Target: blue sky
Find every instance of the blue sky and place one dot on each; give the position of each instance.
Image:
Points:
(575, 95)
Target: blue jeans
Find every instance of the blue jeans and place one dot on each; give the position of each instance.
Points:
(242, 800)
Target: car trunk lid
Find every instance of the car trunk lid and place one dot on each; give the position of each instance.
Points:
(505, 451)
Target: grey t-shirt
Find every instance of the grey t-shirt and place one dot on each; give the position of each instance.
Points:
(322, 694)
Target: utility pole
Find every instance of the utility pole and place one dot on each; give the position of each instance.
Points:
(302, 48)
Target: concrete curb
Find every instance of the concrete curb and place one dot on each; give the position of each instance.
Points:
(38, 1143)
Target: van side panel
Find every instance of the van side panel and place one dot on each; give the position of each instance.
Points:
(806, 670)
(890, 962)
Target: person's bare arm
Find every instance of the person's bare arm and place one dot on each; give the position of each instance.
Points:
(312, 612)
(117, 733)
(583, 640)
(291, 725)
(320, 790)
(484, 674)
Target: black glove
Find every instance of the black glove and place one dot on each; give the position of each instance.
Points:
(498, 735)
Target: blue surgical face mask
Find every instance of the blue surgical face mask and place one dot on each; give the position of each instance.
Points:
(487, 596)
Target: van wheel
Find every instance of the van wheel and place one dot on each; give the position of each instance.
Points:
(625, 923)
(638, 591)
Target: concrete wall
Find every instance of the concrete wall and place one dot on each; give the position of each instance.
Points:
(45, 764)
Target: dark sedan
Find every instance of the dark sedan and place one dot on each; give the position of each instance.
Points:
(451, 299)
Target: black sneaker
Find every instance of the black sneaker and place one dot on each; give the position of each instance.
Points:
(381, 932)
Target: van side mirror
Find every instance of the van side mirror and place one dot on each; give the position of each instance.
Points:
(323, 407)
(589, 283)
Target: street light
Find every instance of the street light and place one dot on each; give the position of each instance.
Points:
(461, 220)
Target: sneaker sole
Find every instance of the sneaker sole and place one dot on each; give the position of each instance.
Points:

++++++++

Among the entries above, which lines include "sedan"? List them all.

Target: dark sedan
Find every instance of the dark sedan and place one dot on each; give the position of each instance.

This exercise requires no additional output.